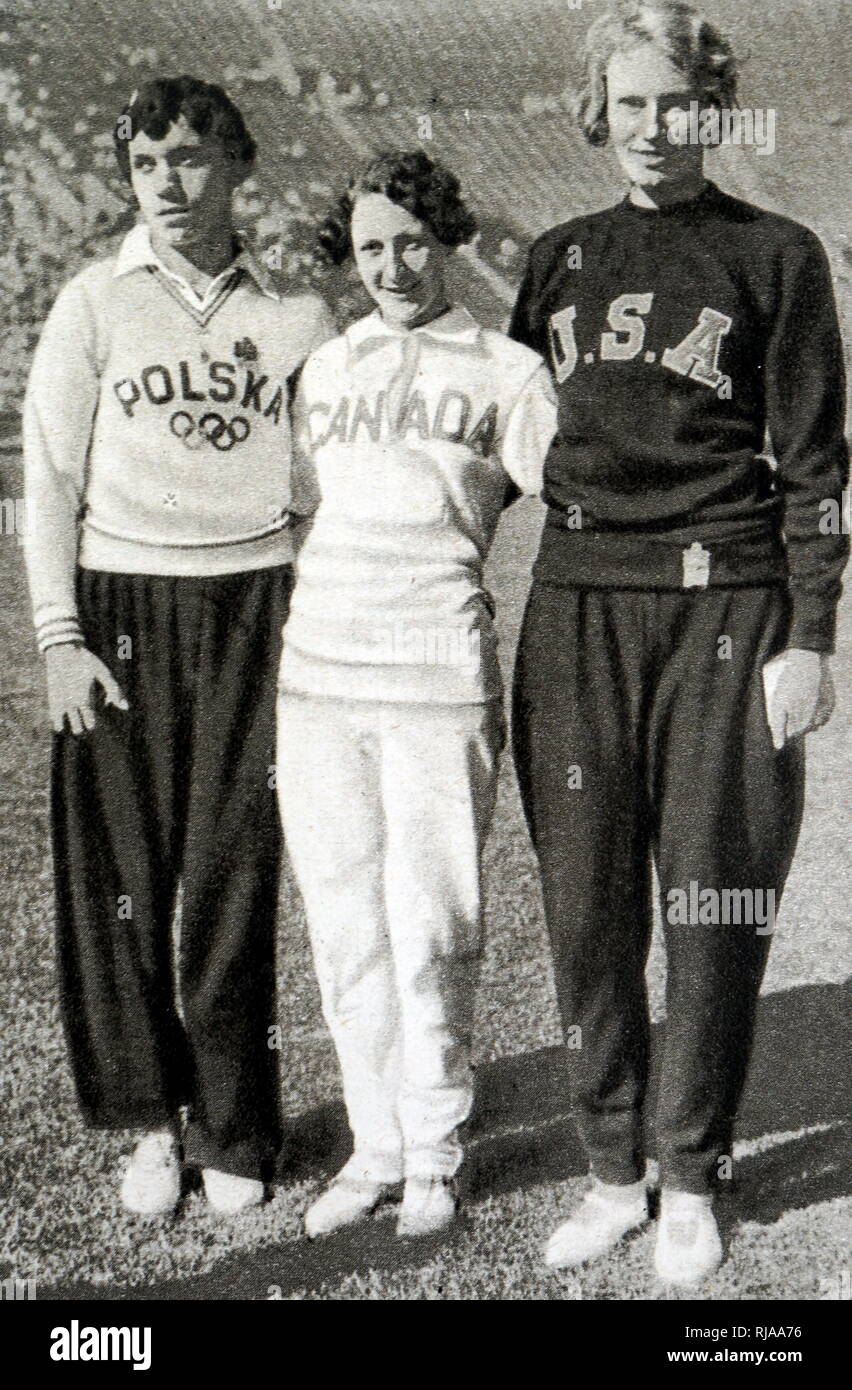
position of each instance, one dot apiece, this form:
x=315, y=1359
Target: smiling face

* * *

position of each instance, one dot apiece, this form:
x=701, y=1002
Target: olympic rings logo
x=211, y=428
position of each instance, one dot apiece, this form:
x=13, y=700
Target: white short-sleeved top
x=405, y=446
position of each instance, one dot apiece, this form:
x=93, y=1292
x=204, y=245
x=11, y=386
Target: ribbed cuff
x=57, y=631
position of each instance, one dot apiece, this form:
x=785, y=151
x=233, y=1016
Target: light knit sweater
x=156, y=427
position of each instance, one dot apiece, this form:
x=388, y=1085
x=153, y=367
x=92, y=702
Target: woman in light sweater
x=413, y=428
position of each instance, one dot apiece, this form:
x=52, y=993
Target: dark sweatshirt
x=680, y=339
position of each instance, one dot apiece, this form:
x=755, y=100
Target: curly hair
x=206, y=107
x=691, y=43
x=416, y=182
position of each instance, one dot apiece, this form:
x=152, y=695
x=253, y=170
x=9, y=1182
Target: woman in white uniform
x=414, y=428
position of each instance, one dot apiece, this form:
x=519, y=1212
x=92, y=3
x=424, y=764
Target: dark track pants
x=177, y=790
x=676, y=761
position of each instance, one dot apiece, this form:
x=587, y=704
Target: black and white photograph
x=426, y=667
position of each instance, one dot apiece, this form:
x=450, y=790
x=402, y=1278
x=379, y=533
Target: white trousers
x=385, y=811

* * *

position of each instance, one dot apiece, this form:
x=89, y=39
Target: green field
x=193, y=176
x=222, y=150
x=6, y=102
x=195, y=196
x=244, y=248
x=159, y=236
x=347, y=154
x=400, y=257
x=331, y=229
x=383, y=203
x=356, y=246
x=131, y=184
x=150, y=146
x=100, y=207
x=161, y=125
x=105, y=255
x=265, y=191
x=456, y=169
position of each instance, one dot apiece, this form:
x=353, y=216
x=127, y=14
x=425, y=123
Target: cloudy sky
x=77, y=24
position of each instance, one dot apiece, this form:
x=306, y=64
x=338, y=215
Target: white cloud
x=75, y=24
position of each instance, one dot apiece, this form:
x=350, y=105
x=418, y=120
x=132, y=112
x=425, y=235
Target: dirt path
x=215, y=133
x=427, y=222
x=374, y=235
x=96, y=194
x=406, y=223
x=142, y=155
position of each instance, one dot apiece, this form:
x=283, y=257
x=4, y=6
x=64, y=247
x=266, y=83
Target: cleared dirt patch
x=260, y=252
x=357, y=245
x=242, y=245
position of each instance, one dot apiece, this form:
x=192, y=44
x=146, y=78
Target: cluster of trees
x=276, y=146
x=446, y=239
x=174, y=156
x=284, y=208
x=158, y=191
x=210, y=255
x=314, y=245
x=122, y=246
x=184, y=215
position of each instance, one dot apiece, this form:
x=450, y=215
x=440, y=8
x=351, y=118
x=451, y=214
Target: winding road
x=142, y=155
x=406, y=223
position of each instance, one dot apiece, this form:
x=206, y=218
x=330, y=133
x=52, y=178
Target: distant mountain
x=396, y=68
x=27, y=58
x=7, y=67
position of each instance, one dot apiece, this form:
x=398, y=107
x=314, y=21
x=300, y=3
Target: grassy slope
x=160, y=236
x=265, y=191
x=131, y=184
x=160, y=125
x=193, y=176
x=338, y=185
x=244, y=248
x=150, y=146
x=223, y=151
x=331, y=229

WHAT IS BEING ASKED — Once the line with "x=425, y=123" is found in the records above, print exactly that line and every line after it through the line with "x=52, y=178".

ANSWER SECTION —
x=425, y=123
Target: cloudy sky
x=77, y=24
position of each instance, one dot apiece, this form:
x=306, y=64
x=338, y=215
Target: white cloud
x=75, y=24
position of each instance, one dot apiece, this form:
x=350, y=105
x=418, y=120
x=132, y=112
x=425, y=235
Target: dirt path
x=215, y=133
x=427, y=222
x=374, y=235
x=96, y=194
x=406, y=223
x=142, y=155
position of each instance, one dot apiece, this form:
x=283, y=257
x=4, y=6
x=64, y=247
x=266, y=83
Target: cleared dirt patch
x=260, y=252
x=357, y=245
x=242, y=245
position of each instance, one dot apiece, this form:
x=192, y=44
x=146, y=78
Target: cluster of trees
x=276, y=146
x=446, y=239
x=174, y=156
x=284, y=208
x=158, y=191
x=210, y=255
x=314, y=245
x=122, y=246
x=184, y=215
position of each instance, one dot apiece, this form:
x=450, y=215
x=440, y=8
x=351, y=118
x=451, y=214
Target: winding road
x=142, y=155
x=406, y=223
position of each instance, one dot apiece, this form:
x=206, y=218
x=330, y=133
x=52, y=178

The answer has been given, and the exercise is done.